→ **Directions**: From the first line to the last, write out the data below exactly.
[[ Source data open ]]
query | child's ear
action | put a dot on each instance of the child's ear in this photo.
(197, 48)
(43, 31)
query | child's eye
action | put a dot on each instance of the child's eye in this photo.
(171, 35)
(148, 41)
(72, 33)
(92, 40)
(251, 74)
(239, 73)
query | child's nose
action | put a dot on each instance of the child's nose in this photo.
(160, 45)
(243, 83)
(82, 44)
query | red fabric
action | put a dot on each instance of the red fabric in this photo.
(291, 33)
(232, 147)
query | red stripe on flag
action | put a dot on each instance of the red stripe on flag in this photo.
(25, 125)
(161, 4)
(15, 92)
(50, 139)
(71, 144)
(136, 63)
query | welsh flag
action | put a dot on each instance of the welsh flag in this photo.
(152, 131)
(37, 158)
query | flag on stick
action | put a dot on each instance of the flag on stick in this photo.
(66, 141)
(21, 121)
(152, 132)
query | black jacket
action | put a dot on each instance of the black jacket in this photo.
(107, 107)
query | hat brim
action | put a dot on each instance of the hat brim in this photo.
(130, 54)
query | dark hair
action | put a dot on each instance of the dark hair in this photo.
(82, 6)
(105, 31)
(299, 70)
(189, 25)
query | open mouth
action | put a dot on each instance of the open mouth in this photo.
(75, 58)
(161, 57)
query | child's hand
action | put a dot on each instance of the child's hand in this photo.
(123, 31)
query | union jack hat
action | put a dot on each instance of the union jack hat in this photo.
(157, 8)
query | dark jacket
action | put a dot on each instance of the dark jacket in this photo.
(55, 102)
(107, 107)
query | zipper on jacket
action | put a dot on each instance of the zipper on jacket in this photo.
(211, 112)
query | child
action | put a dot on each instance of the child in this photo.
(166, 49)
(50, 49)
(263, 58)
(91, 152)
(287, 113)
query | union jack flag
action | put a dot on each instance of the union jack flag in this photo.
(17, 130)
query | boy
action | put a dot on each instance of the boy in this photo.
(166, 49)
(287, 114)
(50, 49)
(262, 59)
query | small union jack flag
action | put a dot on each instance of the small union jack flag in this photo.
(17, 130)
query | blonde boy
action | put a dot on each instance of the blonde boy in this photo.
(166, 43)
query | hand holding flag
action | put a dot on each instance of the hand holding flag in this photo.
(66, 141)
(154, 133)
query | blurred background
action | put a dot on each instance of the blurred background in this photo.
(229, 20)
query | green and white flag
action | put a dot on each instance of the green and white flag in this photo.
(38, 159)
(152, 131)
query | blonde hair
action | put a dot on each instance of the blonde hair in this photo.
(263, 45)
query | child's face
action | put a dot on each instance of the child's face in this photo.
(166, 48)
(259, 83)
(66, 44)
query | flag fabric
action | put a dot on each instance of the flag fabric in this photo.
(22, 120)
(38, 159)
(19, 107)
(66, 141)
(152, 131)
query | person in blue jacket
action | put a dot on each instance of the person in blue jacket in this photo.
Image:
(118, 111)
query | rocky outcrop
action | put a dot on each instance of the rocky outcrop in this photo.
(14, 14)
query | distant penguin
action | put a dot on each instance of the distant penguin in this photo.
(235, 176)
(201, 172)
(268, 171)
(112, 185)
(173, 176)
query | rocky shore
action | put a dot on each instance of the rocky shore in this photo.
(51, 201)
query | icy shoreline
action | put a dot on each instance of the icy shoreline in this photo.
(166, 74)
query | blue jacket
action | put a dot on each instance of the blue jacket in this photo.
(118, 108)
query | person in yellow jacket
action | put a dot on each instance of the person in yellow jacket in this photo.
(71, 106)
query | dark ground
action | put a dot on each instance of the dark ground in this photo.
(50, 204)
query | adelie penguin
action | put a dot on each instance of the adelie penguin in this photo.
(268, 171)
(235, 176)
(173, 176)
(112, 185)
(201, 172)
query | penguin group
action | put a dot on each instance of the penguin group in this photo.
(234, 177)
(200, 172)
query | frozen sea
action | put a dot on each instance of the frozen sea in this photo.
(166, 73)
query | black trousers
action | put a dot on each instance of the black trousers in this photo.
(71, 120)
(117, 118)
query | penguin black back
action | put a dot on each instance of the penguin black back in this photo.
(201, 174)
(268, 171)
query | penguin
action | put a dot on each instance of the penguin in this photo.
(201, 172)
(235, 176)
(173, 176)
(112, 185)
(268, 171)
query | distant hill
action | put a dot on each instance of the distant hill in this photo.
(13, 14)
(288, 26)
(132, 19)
[[ Source data closed ]]
→ **Result of the task**:
query | child's ear
action | put a dot on each instance of the child's ear in this photo.
(197, 48)
(43, 31)
query | child's eye
action | put a dot on each instance of the child's eye in this photo.
(171, 35)
(148, 41)
(72, 33)
(92, 40)
(251, 74)
(239, 73)
query | child's nose
action | put a dot on each instance of the child's nose in this photo.
(160, 45)
(243, 83)
(82, 44)
query | red fabric
action | put a dot on each instance of the red fabric in this photo.
(291, 33)
(232, 147)
query | red stripe on flag
action | put a dot on each instance of the red stripe on flag in this photo.
(25, 125)
(161, 4)
(15, 92)
(50, 139)
(71, 144)
(136, 63)
query | welsh flag
action | put a dot on each instance of the welsh flag in this photo.
(152, 131)
(37, 158)
query | flag on stick
action | put a dot on each instance of the flag on stick in this photo.
(66, 141)
(21, 121)
(152, 132)
query | black jacket
action | put a dot on each instance of the black jacket in this photo.
(107, 107)
query | hat brim
action | put a dot on each instance of the hat brim in this photo.
(130, 54)
query | dark hair
action | put a dot on each instance of the dark hair in this photo.
(82, 6)
(105, 31)
(299, 70)
(189, 25)
query | open mouth
action | put a dot on each instance of the open mouth in this photo.
(75, 58)
(161, 57)
query | child's hand
action | put a dot on each instance of the child's hand in this photo.
(123, 31)
query | union jack hat
action | put a dot on each instance of the union jack hat in this photo.
(157, 8)
query | dark jacket
action | put a dot on each instance of the dark jacket in this photo.
(55, 102)
(107, 107)
query | zipper on jacket
action | put a dot on each instance of the zipper on jacket in this photo.
(211, 112)
query | child
action | put a dot on each instance of the child in this photo.
(166, 49)
(50, 49)
(263, 58)
(91, 152)
(287, 113)
query | union jack flag
action | put a dot on each instance of the union jack flag in this photo.
(17, 130)
query | boy
action | put a dot on each instance of the boy in this photo.
(166, 49)
(287, 114)
(50, 49)
(262, 59)
query | small union jack flag
action | put a dot on each instance of the small union jack flag in this photo.
(17, 130)
query | blonde boy
action | put a dot on each instance of the blonde boy in this photo.
(166, 43)
query | hand holding flag
action | put a dot on each instance of the hand holding flag in this photo.
(66, 141)
(154, 133)
query | blurred background
action | put a dot on each instance of the blurred background in this photo.
(229, 20)
query | green and white flag
action | put a dot on each instance of the green and white flag in this photo.
(38, 159)
(152, 131)
query | blonde hair
action | put a dot on each instance of the blonde hair in this photo.
(263, 45)
query | child's face
action | put a dot on each instance of the child's face in this photo.
(166, 48)
(259, 83)
(66, 44)
query | flag fabric
action | put a dot on each instance of the flag fabric in this photo.
(22, 120)
(38, 159)
(19, 107)
(66, 141)
(152, 131)
query | person in blue jacket
action | put a dot on each instance of the person in blue jacket in this photo.
Image:
(118, 111)
query | rocky outcrop
action | put a dot on each instance of the rocky outcrop in this photo.
(14, 14)
query | distant penguin
action | put a dot on each instance of the distant penguin in this photo.
(235, 176)
(201, 172)
(268, 171)
(112, 185)
(173, 176)
query | rocky shore
action | put a dot on each instance of the rocky shore in this photo.
(51, 201)
query | icy shoreline
action | put a dot on each instance of the icy shoreline in this photo.
(166, 74)
query | blue jacket
action | put a dot on each instance of the blue jacket in this photo.
(118, 108)
query | person in yellow jacket
action | put a dot on each instance of the person in yellow jacket in this photo.
(71, 106)
query | dark ground
action | put a dot on each instance of the dark ground in this photo.
(50, 204)
query | adelie penguin
action | put a dot on each instance of the adelie penguin in this photo.
(268, 171)
(235, 176)
(173, 176)
(112, 185)
(201, 172)
query | penguin group
action | put a dot on each instance of the penguin group in this photo.
(234, 177)
(200, 172)
query | frozen sea
action | put a dot on each instance of the frozen sea in this photo.
(166, 73)
query | black trousers
action | put a dot on each instance of the black trousers in this photo.
(71, 120)
(117, 118)
query | penguin black back
action | put a dot on each instance of the penguin black back in this photo.
(201, 174)
(268, 171)
query | penguin
action | put a dot on each instance of the penguin in this photo.
(201, 172)
(235, 176)
(173, 176)
(112, 185)
(268, 171)
query | distant hill
action | put a dot on each instance of the distant hill in this photo.
(13, 14)
(288, 26)
(132, 19)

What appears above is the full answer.